The rats did not show any diarrhea during the 5–7 consecutive days of chronic homotypic or heterotypic stress loading. There was no significant body weight change in the rats exposed to the variable stress paradigm for 7 consecutive days (data not shown).

Colonic transit study

Rats were anesthetized with pentobarbital sodium (45 mg/kg, IP). An in-dwelling silastic cannula was inserted into the cecum and positioned to enter the proximal colon. The proximal portion of the tube was brought through the left abdominal wall and tunneled beneath the skin to the posterior neck and fixed to the skin. For post-operative pain relief, the rats were administered buprenorphine (0.05 mg/kg) subcutaneously every 12 h for 2 days. One week after the surgery, a nonabsorbable radioactive marker (0.5 μCi; Na51CrO4 in 0.2 ml saline) was administered into the proximal colon, and rats were restrained for 90 min, as previously described (Nakade et al. Citation2007a).

After stress loading was completed, the rats were euthanized with pentobarbital sodium (200 mg, IP). The entire colon was removed and divided into 10 equal segments. Each segment was placed into a vial, and the radioactivity was counted with a gamma counter for 1 min. The geometric center (GC) of the distribution of 51Cr within the colon is the center of gravity for the distribution of radiochromium. GC was calculated as previously reported (Nakade et al. Citation2007a). Location of the GC indicates transit rate in the colon.

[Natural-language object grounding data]

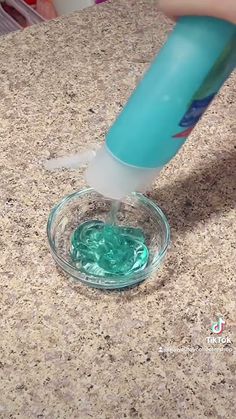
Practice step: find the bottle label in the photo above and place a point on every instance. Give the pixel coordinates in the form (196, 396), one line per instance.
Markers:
(193, 114)
(206, 92)
(195, 111)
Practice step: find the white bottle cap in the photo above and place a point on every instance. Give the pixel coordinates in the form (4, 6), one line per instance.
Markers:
(115, 179)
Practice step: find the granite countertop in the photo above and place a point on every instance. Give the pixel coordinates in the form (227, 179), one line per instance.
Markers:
(76, 353)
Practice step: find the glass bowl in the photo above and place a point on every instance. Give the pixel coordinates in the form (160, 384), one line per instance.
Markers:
(135, 211)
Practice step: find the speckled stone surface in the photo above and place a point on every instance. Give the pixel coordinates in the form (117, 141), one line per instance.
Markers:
(68, 352)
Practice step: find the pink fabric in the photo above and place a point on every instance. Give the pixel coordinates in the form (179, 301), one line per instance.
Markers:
(46, 9)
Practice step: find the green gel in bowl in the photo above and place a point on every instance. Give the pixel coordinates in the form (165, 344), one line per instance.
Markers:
(103, 250)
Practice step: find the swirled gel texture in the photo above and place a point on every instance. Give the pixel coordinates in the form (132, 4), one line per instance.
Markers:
(103, 250)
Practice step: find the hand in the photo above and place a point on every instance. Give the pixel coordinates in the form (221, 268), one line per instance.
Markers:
(223, 9)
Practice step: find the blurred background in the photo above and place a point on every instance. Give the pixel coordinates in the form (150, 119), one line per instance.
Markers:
(19, 14)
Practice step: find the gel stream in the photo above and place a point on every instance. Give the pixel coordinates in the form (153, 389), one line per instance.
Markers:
(105, 249)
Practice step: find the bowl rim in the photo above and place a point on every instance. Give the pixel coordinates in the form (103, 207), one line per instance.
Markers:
(128, 280)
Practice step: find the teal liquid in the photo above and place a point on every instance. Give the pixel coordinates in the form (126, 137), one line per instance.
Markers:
(106, 249)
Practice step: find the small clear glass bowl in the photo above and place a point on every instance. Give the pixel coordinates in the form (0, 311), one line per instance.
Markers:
(135, 211)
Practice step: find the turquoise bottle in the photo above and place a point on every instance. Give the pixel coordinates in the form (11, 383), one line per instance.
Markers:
(180, 84)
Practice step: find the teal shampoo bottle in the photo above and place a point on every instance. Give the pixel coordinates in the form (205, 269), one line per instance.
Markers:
(182, 81)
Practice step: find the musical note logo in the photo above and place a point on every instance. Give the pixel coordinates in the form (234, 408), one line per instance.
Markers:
(218, 327)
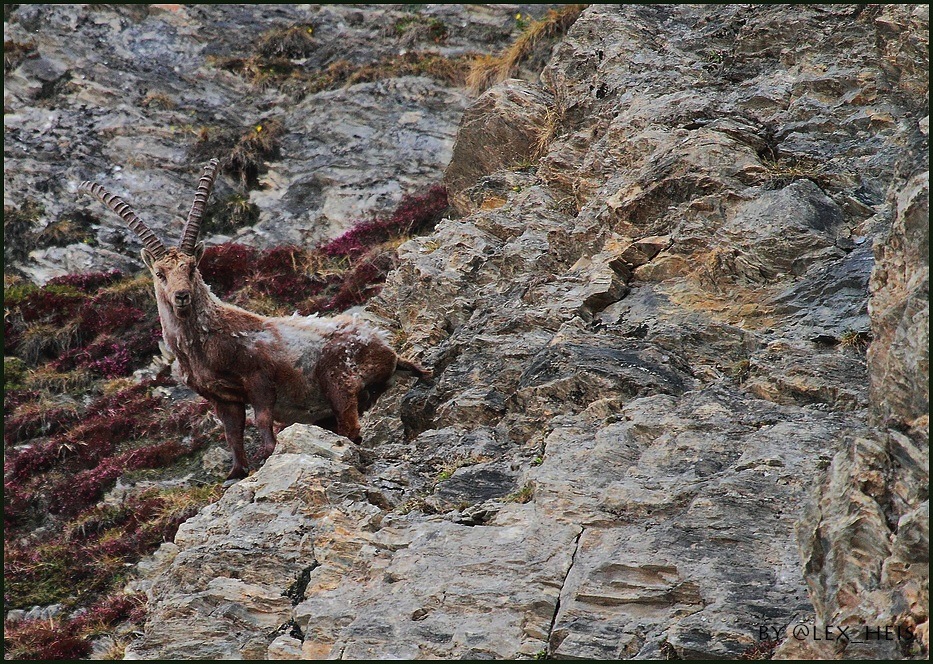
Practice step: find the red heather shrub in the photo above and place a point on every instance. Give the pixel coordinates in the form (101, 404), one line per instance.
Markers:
(87, 282)
(40, 639)
(51, 304)
(280, 274)
(75, 493)
(226, 267)
(362, 282)
(115, 360)
(416, 214)
(97, 318)
(413, 214)
(17, 505)
(121, 416)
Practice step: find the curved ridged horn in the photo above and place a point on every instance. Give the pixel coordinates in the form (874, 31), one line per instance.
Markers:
(193, 226)
(118, 205)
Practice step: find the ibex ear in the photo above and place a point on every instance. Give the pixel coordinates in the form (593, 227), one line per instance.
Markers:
(148, 258)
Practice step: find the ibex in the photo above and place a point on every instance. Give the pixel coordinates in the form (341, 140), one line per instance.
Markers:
(298, 369)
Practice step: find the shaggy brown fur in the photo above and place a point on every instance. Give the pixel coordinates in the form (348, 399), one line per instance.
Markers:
(298, 369)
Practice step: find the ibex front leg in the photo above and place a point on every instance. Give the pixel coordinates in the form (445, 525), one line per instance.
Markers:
(233, 416)
(262, 396)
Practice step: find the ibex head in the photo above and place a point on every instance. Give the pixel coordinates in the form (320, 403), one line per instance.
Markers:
(173, 269)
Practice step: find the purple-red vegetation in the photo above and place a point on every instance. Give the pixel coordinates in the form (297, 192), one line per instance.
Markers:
(37, 423)
(61, 459)
(280, 274)
(74, 493)
(363, 281)
(87, 282)
(413, 214)
(224, 267)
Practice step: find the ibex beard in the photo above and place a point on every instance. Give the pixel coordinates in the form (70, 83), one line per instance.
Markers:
(289, 369)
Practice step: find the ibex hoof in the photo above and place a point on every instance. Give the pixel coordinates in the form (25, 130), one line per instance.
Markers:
(237, 473)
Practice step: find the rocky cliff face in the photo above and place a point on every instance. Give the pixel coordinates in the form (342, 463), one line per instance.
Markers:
(679, 329)
(139, 98)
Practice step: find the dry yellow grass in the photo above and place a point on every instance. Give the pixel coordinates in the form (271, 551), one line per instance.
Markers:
(491, 69)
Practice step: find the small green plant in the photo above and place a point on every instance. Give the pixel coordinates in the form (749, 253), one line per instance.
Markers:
(19, 224)
(158, 100)
(740, 371)
(784, 171)
(536, 37)
(71, 228)
(227, 215)
(417, 27)
(857, 340)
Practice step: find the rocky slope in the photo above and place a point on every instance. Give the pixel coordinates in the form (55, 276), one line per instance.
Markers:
(679, 328)
(140, 97)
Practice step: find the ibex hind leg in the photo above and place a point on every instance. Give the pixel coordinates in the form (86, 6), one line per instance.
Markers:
(342, 386)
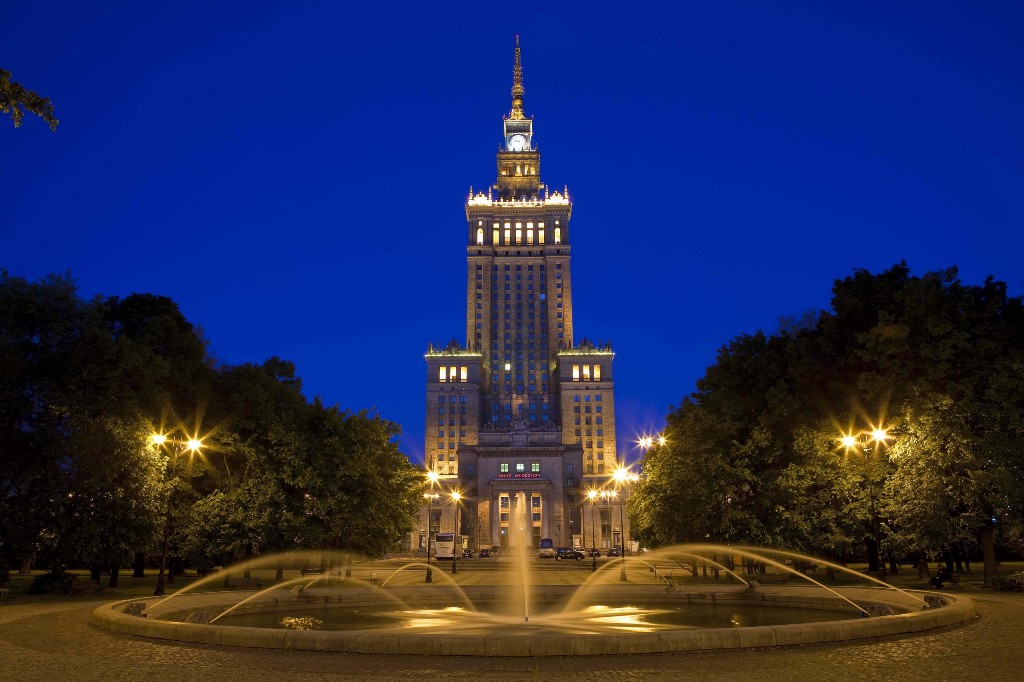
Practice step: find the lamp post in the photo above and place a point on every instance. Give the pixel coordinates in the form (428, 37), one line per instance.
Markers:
(592, 495)
(862, 442)
(623, 478)
(456, 497)
(193, 445)
(430, 496)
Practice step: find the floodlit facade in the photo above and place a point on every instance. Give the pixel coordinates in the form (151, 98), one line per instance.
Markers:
(521, 419)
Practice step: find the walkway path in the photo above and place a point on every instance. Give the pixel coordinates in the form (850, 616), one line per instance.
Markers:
(54, 641)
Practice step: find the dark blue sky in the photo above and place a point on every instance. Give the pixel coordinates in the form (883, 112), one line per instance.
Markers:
(294, 174)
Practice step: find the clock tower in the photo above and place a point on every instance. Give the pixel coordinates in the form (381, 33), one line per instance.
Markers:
(521, 417)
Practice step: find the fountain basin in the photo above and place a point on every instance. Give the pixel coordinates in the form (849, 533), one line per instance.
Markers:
(526, 640)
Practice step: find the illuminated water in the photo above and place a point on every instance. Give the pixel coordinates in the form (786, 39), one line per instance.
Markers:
(594, 620)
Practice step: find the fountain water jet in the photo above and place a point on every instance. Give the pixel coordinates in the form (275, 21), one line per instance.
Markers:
(589, 616)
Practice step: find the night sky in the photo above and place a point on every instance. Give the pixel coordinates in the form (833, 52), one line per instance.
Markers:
(294, 174)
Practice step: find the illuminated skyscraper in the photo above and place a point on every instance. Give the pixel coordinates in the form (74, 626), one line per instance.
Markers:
(522, 414)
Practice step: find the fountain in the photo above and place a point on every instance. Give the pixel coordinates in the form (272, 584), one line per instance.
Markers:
(519, 605)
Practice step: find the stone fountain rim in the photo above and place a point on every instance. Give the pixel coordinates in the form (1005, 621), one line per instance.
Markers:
(956, 610)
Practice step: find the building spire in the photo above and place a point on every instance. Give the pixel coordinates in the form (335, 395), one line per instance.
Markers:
(517, 114)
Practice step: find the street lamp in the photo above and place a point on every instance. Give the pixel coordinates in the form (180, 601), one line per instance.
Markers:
(193, 445)
(862, 441)
(430, 497)
(592, 496)
(456, 497)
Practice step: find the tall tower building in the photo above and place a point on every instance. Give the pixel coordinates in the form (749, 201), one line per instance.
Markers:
(522, 414)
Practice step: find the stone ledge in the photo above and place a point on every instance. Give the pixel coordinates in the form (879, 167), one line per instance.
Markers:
(958, 610)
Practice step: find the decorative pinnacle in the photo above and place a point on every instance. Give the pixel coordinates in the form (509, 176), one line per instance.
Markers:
(517, 90)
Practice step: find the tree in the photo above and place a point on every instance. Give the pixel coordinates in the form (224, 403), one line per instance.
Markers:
(15, 99)
(937, 361)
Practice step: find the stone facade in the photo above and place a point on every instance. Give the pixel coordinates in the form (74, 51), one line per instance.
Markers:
(519, 421)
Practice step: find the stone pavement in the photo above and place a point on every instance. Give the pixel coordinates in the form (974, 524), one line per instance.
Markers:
(54, 641)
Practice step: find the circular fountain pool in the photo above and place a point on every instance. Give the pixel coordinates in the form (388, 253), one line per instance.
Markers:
(495, 610)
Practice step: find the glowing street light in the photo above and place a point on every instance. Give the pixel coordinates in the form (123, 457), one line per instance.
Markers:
(862, 442)
(430, 497)
(192, 445)
(456, 551)
(592, 496)
(623, 478)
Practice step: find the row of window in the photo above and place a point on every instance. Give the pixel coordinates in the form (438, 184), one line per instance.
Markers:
(497, 233)
(448, 374)
(586, 372)
(518, 267)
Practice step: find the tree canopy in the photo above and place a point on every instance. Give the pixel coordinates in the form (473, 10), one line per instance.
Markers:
(88, 383)
(755, 455)
(15, 99)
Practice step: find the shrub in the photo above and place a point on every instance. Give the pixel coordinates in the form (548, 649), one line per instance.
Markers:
(1011, 583)
(1015, 582)
(52, 584)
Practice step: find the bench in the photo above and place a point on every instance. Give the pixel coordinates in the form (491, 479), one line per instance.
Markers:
(90, 586)
(245, 583)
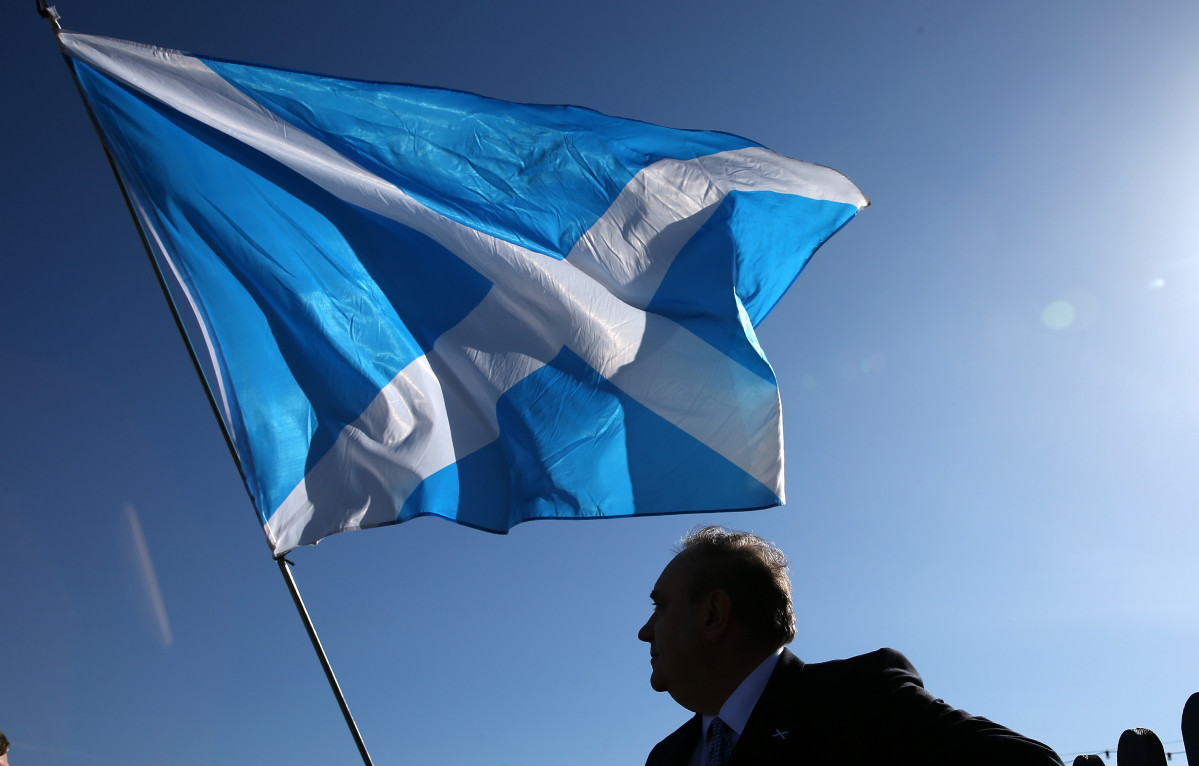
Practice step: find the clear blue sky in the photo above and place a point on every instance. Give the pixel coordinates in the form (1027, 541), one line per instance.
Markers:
(988, 387)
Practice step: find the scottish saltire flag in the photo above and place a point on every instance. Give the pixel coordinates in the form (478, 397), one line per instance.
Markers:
(421, 301)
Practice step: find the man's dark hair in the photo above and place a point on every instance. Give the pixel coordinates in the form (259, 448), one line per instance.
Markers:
(752, 571)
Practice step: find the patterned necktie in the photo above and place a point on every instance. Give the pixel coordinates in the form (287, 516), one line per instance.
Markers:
(718, 743)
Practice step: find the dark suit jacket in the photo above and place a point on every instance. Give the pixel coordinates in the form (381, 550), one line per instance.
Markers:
(869, 711)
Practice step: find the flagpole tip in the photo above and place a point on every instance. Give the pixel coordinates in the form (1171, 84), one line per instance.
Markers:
(49, 12)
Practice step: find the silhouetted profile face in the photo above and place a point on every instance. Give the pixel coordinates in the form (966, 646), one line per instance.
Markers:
(674, 632)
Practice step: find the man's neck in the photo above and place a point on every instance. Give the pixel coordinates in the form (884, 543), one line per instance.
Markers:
(729, 676)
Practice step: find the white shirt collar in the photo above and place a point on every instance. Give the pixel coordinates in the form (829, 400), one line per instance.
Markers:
(735, 711)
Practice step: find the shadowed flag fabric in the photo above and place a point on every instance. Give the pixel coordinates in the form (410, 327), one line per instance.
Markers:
(420, 301)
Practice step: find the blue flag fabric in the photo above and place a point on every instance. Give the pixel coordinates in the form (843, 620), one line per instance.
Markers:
(421, 301)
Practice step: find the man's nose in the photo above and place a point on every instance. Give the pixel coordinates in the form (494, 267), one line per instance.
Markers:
(646, 632)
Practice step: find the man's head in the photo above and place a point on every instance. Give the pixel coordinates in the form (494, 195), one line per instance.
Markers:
(719, 607)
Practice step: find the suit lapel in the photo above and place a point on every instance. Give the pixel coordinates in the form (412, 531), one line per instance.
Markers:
(772, 735)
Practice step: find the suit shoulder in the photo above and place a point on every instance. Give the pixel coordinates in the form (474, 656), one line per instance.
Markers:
(878, 661)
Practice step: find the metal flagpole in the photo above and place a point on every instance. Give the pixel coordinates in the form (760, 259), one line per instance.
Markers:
(52, 14)
(324, 661)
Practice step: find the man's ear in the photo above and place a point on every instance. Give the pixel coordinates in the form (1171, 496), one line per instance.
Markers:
(717, 610)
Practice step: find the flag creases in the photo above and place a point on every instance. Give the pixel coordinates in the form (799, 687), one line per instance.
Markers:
(390, 342)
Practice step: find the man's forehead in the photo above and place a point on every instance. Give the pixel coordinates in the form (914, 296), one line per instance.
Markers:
(673, 577)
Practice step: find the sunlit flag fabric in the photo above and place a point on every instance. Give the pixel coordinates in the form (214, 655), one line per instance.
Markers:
(421, 301)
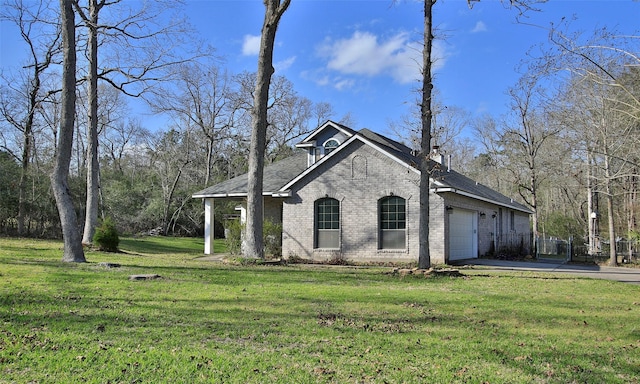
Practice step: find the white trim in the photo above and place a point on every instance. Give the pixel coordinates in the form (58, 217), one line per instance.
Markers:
(341, 147)
(328, 123)
(279, 193)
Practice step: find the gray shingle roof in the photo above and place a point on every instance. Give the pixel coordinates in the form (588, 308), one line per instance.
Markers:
(282, 172)
(275, 176)
(446, 179)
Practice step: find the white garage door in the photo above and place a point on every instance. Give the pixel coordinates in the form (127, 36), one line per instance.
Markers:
(463, 235)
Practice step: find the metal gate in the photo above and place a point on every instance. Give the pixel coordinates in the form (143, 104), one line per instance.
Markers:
(553, 249)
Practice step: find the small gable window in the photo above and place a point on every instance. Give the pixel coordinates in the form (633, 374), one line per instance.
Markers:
(327, 223)
(330, 145)
(392, 222)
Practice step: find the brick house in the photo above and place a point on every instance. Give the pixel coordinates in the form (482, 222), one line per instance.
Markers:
(355, 195)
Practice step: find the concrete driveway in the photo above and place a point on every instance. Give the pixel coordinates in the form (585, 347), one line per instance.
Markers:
(625, 275)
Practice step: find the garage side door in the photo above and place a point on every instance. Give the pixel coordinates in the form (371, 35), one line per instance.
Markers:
(463, 235)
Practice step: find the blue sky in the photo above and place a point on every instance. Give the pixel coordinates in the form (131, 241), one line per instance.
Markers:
(361, 55)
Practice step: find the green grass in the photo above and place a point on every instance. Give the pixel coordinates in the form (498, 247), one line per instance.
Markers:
(214, 323)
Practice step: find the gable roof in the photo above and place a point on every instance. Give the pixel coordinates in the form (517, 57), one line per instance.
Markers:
(279, 177)
(275, 176)
(309, 140)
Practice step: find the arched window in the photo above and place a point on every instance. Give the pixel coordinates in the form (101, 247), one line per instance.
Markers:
(392, 223)
(330, 145)
(327, 223)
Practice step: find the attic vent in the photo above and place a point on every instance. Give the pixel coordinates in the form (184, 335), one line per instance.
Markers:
(359, 167)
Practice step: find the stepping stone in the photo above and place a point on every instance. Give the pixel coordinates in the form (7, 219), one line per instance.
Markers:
(151, 276)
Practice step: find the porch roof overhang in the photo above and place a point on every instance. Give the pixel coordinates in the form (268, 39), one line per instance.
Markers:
(276, 194)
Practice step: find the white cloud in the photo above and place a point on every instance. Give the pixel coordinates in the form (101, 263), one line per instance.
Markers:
(251, 45)
(365, 54)
(479, 27)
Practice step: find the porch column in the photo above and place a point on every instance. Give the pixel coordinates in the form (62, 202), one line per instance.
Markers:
(208, 227)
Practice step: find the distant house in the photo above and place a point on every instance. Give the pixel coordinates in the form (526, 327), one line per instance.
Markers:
(355, 195)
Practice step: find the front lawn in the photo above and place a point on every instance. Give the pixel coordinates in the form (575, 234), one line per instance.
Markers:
(207, 322)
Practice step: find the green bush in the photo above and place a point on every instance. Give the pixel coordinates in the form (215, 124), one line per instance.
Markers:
(272, 235)
(106, 236)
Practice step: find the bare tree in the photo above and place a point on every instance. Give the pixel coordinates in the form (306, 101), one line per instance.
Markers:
(424, 257)
(201, 97)
(73, 251)
(524, 141)
(31, 20)
(139, 61)
(253, 243)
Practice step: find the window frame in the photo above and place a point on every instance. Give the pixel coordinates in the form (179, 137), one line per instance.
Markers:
(326, 213)
(392, 223)
(328, 149)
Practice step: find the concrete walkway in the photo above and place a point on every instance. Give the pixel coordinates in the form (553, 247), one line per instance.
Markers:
(625, 275)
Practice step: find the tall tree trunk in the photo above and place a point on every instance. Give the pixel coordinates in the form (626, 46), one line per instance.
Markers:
(252, 241)
(73, 251)
(613, 257)
(93, 167)
(592, 207)
(424, 257)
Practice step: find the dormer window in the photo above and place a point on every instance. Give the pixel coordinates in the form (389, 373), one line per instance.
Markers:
(330, 145)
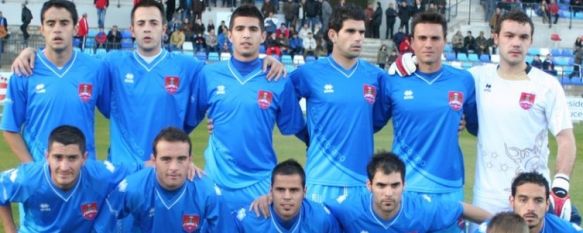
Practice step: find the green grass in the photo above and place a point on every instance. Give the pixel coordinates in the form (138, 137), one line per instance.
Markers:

Requirement A: Using the rat colonic transit text, decide whether each statement agrees with it. For each, answer yes or no and quote the exact words that decide it. (i) After surgery, the rats got buprenorphine every 12 hours for 2 days. (ii) The colon was cut into 12 equal segments. (iii) Rats exposed to the variable stress paradigm for 7 days showed a significant change in body weight.
Requirement B: Write out the part of the rat colonic transit text starting with "After stress loading" and going on through "in the colon.", changing "gamma counter" to "scintillation counter".

Answer section A:
(i) Yes: "the rats were administered buprenorphine (0.05 mg/kg) subcutaneously every 12 h for 2 days"
(ii) No: "divided into 10 equal segments"
(iii) No: "There was no significant body weight change in the rats exposed to the variable stress paradigm for 7 consecutive days"

Answer section B:
After stress loading was completed, the rats were euthanized with pentobarbital sodium (200 mg, IP). The entire colon was removed and divided into 10 equal segments. Each segment was placed into a vial, and the radioactivity was counted with a scintillation counter for 1 min. The geometric center (GC) of the distribution of 51Cr within the colon is the center of gravity for the distribution of radiochromium. GC was calculated as previously reported (Nakade et al. Citation2007a). Location of the GC indicates transit rate in the colon.